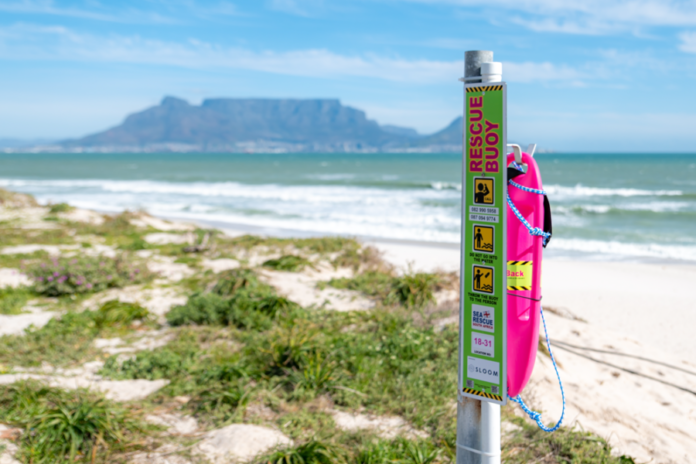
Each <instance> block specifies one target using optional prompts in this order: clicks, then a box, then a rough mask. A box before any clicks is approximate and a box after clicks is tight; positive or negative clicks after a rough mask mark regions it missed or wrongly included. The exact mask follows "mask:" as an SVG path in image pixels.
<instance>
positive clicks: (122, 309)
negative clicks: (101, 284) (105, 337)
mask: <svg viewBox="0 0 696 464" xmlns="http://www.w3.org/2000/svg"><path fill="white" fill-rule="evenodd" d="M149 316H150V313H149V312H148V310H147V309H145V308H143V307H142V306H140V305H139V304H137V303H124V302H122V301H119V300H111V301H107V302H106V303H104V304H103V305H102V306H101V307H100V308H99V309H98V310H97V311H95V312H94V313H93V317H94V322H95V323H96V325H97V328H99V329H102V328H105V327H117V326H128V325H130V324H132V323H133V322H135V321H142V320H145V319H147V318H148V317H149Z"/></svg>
■ ■ ■ ■ ■
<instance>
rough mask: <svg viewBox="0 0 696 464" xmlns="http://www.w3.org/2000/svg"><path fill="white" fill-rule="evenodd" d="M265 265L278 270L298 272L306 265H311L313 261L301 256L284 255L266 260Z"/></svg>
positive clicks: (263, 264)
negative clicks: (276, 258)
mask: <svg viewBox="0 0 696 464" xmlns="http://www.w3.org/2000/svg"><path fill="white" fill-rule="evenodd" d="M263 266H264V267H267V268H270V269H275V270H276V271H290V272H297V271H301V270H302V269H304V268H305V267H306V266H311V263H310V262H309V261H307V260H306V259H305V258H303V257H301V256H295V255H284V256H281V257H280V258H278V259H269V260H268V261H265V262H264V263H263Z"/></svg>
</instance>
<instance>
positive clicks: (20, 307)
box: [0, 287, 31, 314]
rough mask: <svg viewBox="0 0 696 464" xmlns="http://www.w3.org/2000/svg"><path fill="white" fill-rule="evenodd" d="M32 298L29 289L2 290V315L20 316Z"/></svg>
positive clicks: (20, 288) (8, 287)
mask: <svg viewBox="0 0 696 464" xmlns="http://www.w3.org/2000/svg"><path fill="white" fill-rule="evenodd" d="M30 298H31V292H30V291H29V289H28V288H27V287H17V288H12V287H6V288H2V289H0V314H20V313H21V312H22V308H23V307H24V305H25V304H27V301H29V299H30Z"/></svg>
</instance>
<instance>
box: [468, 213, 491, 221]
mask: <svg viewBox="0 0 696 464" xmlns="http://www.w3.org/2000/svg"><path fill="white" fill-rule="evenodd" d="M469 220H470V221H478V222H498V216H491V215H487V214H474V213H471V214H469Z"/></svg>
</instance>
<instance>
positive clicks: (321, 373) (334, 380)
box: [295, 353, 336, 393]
■ ■ ■ ■ ■
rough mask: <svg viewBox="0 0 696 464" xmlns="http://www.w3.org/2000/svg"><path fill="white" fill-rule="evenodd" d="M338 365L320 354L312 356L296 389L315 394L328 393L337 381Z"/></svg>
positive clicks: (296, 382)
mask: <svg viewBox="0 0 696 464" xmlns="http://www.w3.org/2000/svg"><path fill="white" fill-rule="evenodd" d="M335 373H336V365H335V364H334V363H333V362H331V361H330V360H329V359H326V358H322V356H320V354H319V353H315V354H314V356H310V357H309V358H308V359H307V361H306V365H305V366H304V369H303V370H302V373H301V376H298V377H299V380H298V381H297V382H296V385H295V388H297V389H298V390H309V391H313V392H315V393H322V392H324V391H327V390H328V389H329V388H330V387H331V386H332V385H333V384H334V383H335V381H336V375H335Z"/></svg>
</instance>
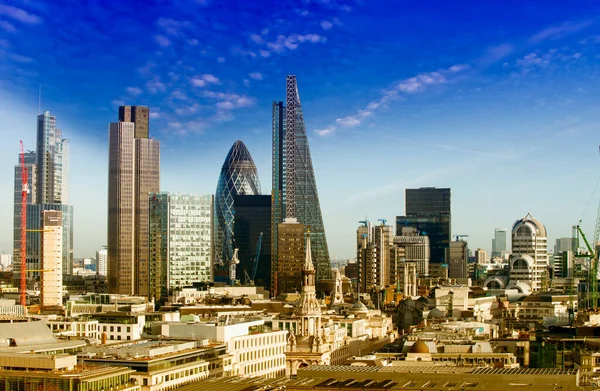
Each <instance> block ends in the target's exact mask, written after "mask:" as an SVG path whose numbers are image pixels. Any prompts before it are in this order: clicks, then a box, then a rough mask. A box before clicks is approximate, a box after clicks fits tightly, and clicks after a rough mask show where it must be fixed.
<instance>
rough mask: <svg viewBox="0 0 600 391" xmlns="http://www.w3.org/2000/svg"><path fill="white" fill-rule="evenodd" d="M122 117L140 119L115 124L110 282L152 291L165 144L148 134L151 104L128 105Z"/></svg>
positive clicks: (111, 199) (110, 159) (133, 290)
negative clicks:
■ ■ ■ ■ ■
About this exercise ::
Copy the data verbatim, beginning at the line that contains "298L29 289L2 290V315L20" and ending after the line that contains "positive clicks: (20, 288) (8, 287)".

Reply ::
rough mask: <svg viewBox="0 0 696 464" xmlns="http://www.w3.org/2000/svg"><path fill="white" fill-rule="evenodd" d="M32 298L29 289L2 290V315L20 316Z"/></svg>
positive clicks: (20, 288) (8, 287)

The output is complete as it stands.